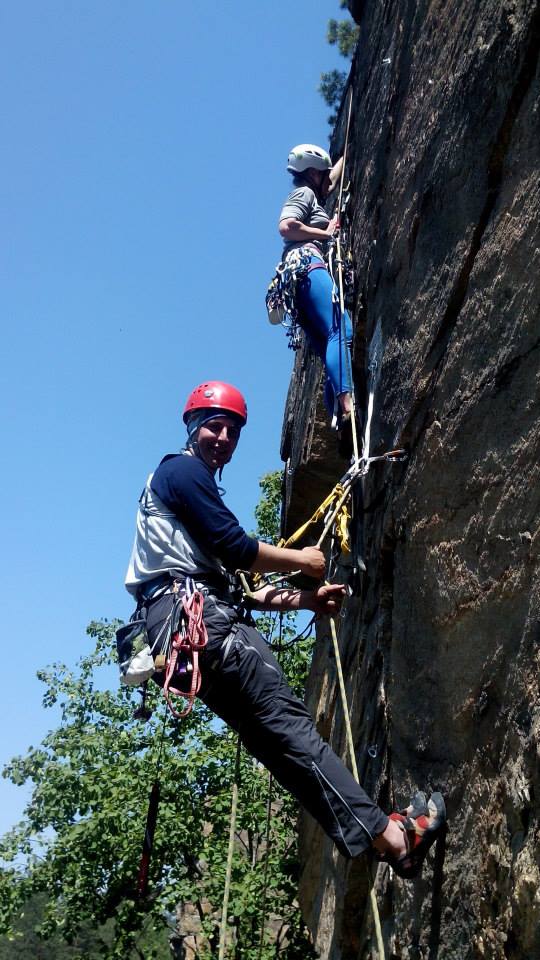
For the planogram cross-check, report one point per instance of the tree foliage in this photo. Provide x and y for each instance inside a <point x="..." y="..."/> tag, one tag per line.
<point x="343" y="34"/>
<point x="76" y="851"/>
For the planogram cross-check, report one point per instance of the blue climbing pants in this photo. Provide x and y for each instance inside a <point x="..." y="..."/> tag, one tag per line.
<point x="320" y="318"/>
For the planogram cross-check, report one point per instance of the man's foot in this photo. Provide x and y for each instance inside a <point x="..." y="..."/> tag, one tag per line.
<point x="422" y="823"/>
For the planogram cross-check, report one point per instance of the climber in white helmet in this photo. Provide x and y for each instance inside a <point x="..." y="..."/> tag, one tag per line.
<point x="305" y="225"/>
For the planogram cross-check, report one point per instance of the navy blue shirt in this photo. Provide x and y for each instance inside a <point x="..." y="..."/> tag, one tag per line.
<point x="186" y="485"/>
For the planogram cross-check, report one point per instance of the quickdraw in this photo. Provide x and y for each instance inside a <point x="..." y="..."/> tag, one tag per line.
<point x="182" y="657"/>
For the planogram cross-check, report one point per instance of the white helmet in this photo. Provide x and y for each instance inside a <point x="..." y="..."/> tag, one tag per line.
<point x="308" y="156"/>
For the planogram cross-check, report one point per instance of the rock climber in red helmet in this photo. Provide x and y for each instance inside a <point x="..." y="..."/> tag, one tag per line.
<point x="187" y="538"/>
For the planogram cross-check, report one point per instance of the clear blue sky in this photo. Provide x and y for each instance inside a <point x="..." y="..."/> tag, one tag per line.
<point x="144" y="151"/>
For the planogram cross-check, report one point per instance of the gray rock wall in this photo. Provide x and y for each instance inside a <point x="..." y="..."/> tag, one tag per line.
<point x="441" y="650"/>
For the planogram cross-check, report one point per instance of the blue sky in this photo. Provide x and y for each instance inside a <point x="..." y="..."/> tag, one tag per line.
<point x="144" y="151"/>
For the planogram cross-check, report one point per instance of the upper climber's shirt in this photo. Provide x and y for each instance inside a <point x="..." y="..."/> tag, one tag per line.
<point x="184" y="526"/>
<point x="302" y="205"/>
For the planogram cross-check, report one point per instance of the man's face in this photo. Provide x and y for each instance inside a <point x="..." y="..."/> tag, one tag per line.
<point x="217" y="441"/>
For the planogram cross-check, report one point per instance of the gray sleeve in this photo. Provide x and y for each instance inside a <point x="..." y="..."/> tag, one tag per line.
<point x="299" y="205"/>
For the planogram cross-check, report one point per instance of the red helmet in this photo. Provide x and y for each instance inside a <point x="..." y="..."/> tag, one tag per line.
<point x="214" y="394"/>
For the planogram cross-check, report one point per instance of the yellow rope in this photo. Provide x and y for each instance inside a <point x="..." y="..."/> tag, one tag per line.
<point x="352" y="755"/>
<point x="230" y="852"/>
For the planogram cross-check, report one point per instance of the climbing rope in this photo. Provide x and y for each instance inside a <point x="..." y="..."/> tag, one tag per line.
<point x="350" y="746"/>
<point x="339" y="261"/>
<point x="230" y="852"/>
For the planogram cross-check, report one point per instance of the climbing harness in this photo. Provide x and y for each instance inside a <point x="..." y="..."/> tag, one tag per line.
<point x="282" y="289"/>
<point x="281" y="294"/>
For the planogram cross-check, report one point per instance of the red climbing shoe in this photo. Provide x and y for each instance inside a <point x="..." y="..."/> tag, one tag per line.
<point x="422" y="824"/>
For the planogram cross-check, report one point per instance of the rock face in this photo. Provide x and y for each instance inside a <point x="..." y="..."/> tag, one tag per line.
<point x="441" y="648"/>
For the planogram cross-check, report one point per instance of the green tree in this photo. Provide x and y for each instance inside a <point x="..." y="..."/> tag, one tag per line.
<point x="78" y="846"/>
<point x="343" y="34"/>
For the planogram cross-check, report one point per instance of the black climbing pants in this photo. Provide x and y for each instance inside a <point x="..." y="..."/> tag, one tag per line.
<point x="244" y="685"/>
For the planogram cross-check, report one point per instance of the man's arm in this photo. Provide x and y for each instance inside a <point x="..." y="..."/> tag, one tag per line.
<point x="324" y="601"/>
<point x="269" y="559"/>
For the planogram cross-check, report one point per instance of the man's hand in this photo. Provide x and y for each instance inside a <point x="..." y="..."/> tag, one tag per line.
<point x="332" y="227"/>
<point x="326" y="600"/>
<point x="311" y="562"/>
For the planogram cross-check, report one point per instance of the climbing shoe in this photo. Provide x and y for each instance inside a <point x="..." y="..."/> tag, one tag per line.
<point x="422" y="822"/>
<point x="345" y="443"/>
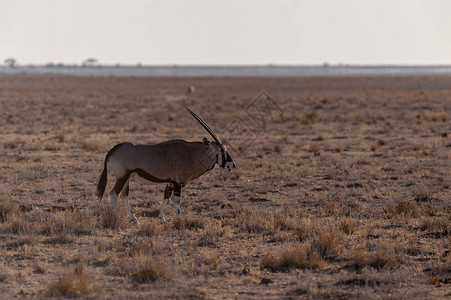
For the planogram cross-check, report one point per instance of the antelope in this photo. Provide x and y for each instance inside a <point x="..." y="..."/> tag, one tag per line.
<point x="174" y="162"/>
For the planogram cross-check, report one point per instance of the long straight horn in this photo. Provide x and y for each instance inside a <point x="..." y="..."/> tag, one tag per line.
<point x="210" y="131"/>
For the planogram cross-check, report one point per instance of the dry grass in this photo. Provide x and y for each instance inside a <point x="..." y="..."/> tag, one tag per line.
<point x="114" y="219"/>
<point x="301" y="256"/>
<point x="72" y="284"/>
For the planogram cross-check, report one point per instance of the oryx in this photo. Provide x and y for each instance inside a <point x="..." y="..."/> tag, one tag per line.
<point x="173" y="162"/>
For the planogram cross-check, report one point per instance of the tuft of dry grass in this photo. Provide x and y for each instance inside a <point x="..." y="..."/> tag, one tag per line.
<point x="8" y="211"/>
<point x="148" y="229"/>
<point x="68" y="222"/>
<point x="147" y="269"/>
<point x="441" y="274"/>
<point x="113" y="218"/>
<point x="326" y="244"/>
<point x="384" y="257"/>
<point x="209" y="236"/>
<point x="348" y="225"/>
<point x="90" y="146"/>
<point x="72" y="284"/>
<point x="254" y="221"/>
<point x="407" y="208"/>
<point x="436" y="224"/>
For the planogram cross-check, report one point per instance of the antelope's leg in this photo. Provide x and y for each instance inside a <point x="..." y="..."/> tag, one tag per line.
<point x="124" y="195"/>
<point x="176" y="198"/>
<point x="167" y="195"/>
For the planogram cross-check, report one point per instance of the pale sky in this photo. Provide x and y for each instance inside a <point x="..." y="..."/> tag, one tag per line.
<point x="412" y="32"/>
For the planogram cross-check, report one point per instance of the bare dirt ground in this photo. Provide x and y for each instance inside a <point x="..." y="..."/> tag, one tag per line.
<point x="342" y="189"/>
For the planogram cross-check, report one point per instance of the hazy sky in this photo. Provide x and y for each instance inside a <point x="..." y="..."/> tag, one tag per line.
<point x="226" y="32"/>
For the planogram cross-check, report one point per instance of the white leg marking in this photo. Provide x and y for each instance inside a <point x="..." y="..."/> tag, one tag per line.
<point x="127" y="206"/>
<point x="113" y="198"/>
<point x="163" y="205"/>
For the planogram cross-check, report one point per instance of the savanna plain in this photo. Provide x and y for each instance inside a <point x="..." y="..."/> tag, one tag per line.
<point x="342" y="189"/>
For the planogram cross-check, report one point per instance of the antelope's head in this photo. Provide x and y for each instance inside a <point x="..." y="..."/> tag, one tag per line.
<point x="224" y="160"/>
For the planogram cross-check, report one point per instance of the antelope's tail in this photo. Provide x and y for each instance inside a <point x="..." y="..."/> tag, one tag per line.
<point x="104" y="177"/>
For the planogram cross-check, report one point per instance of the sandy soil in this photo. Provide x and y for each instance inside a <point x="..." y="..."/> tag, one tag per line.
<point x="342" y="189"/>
-=-=-
> [YOUR TASK] Pictures stay out; reproduce every line of the records exactly.

> [WRITTEN RESPONSE]
For the planogram cross-check, report one point per instance of the tree foliage in this photo. Provide x and y for each instance inside a <point x="..." y="..."/> tag, one tag per line.
<point x="343" y="34"/>
<point x="76" y="851"/>
For the planogram cross-check, report one point per instance of the blue climbing pants in this photo. Provide x and y for each instance inside a <point x="..." y="..."/> tag, one tag per line.
<point x="320" y="318"/>
For the planogram cross-check, report one point per instance of the man's foot in this photo. Provide x and y for each instance inside a <point x="..." y="..."/> tag, one tag per line.
<point x="422" y="823"/>
For the planogram cross-check, report one point per instance of the climber in white helmet in this photo. Provide x and y for each instance inside a <point x="..." y="..."/> tag, one tag per line.
<point x="305" y="225"/>
For the planogram cross-check, report one point per instance of the navy blue shirt in this photo. Provide x and y for each instance inside a <point x="..." y="..."/> tag, one tag per line.
<point x="186" y="485"/>
For the planogram cross-check, report one point per instance of the quickdraw in this photo. Provide x and y for each instance inside a <point x="..." y="..."/> tag, one tag per line.
<point x="182" y="657"/>
For the planogram cross-check, report one point per instance of the white helmet in this photo. Provide x and y for each instance inside a <point x="..." y="..."/> tag, one tag per line.
<point x="308" y="156"/>
For the planogram cross-check, report one point per instance of the rock climber in red helmet in this photo. Provide x and y for each instance inside a <point x="..." y="..."/> tag, one tag per line.
<point x="187" y="538"/>
For the planogram cross-check, report one point per instance of the clear blue sky in this photo. Provide x and y for each instance inside a <point x="..." y="..."/> tag, one tag per line.
<point x="144" y="151"/>
For the planogram cross-check, report one point per instance of the gray rock wall in this photo. Provide x and y for each instance inside a <point x="..." y="..."/> tag, one tag per line.
<point x="441" y="650"/>
For the planogram cross-check, report one point per instance of the blue sky in this photo. Provide x and y for each instance inside a <point x="..." y="..."/> tag, one tag per line.
<point x="144" y="151"/>
For the planogram cross-check, report one point per instance of the upper climber's shirt in this photo. Provide x and y for each instance inside a <point x="..." y="..."/> tag, one tag per line.
<point x="184" y="526"/>
<point x="302" y="205"/>
For the planogram cross-check, report one point per instance of the man's face in this photo. Provide x and y for each instance inside a <point x="..." y="..."/> tag, one tag per line.
<point x="217" y="441"/>
For the planogram cross-check, report one point per instance of the gray sleeve in this photo. Provide x and y for each instance inside a <point x="..." y="..."/> tag, one tag per line.
<point x="299" y="205"/>
For the planogram cross-check, report one point per instance of the red helmet in this photo. Provide x and y for each instance inside a <point x="..." y="..."/> tag, one tag per line.
<point x="214" y="394"/>
For the planogram cross-check, report one point per instance of the yellow rope in this photo. Provide x and y for each instance inside a <point x="..." y="..."/> tag, one tag per line.
<point x="352" y="755"/>
<point x="230" y="852"/>
For the planogram cross-check, report one point per instance of the climbing rope in this photo. Provide x and y for each instance inside a <point x="..." y="..."/> tag, one tag per line.
<point x="350" y="746"/>
<point x="339" y="261"/>
<point x="230" y="852"/>
For the planogram cross-check, report one point per instance of the climbing harness in this photo. Provide x and y for each instance inside a <point x="..." y="..."/> tag, one tag per line.
<point x="282" y="289"/>
<point x="281" y="294"/>
For the planogram cross-check, report one point per instance of the red climbing shoe in this photo. Provide x and y for each instance inside a <point x="..." y="..."/> tag, one tag per line.
<point x="422" y="824"/>
For the planogram cross-check, report one point per instance of the rock face in this photo. Provide x and y for each instance inside a <point x="..." y="..."/> tag, one tag per line.
<point x="441" y="648"/>
For the planogram cross-check, report one point per instance of the green tree in this photo. Provide x and y for each instance inside a <point x="..." y="..."/> tag, one tag per line.
<point x="78" y="846"/>
<point x="343" y="34"/>
For the planogram cross-check, report one point per instance of the black climbing pants in this photo. Provide x and y for each instance inside a <point x="..." y="..."/> tag, one tag per line.
<point x="244" y="685"/>
For the planogram cross-check, report one point per instance of the man's arm in this photo. Provide x and y for each instance inside a <point x="..." y="..."/> tag, one tag per line.
<point x="324" y="601"/>
<point x="269" y="559"/>
For the planogram cross-check, report one point per instance of the man's hand in this photo. Provide x and y for each instance inside a <point x="..." y="..."/> tag, one tag per line.
<point x="332" y="227"/>
<point x="326" y="600"/>
<point x="311" y="562"/>
For the planogram cross-check, report one point per instance of the climbing shoe in this photo. Provide x and y for each instance inside a <point x="..." y="..."/> tag, one tag per line.
<point x="422" y="822"/>
<point x="345" y="443"/>
For the planogram cross-check, report one point per instance of the antelope in this photo. Provide x and y for each instance inside a <point x="..." y="..."/> tag, one tag per line.
<point x="174" y="162"/>
For the planogram cross-check, report one point per instance of the long straight horn in this photo. Provide x and y for each instance inside a <point x="..." y="..."/> tag, one tag per line.
<point x="210" y="131"/>
For the planogram cross-check, report one point per instance of the dry grass in this photo. Provide x and y for each instance inside a <point x="..." y="..."/> tag, one tag per line.
<point x="114" y="219"/>
<point x="301" y="256"/>
<point x="72" y="284"/>
For the planogram cross-check, report one point per instance of the oryx in this photo. Provide x and y for each instance inside a <point x="..." y="..."/> tag, one tag per line.
<point x="173" y="162"/>
For the planogram cross-check, report one point per instance of the tuft of dry grass in this photo. Provide x and y for each instance inside a <point x="..." y="..."/> tag, one tag per line.
<point x="8" y="211"/>
<point x="148" y="229"/>
<point x="68" y="222"/>
<point x="147" y="269"/>
<point x="441" y="274"/>
<point x="113" y="218"/>
<point x="326" y="244"/>
<point x="384" y="257"/>
<point x="209" y="236"/>
<point x="348" y="225"/>
<point x="90" y="146"/>
<point x="72" y="284"/>
<point x="254" y="221"/>
<point x="407" y="208"/>
<point x="436" y="224"/>
For the planogram cross-check, report one point per instance of the antelope's leg in this photo. Provide x and y for each instance inside a <point x="..." y="..."/> tag, one tag per line.
<point x="124" y="195"/>
<point x="176" y="198"/>
<point x="167" y="195"/>
For the planogram cross-check, report one point per instance of the pale sky in this photo. Provide x and y for each instance inside a <point x="..." y="..."/> tag, one tag per line.
<point x="412" y="32"/>
For the planogram cross-check, report one point per instance of the bare dirt ground in this photo. Provide x and y for each instance inside a <point x="..." y="..."/> tag, one tag per line.
<point x="342" y="189"/>
For the planogram cross-check, report one point per instance of the hazy sky in this photo. Provide x and y for each instance inside a <point x="..." y="..."/> tag, one tag per line.
<point x="226" y="32"/>
For the planogram cross-check, report one point per instance of the white leg marking in this photo. Provide x and y for each instance inside a <point x="..." y="..."/> tag, one tag per line.
<point x="127" y="206"/>
<point x="113" y="198"/>
<point x="163" y="205"/>
For the planogram cross-check, report one point per instance of the savanna plain in this photo. Provide x and y for each instance inside a <point x="..." y="..."/> tag, one tag per line.
<point x="342" y="189"/>
For the planogram cross-check, report one point per instance of the antelope's head in this photo. Provide x and y for each instance inside a <point x="..." y="..."/> tag, one tag per line.
<point x="224" y="160"/>
For the planogram cross-check, report one point per instance of the antelope's tail in this photo. Provide x and y for each instance inside a <point x="..." y="..."/> tag, one tag per line.
<point x="104" y="177"/>
For the planogram cross-check, report one point per instance of the sandy soil in this photo. Provide x and y for each instance inside a <point x="..." y="..."/> tag, one tag per line.
<point x="342" y="189"/>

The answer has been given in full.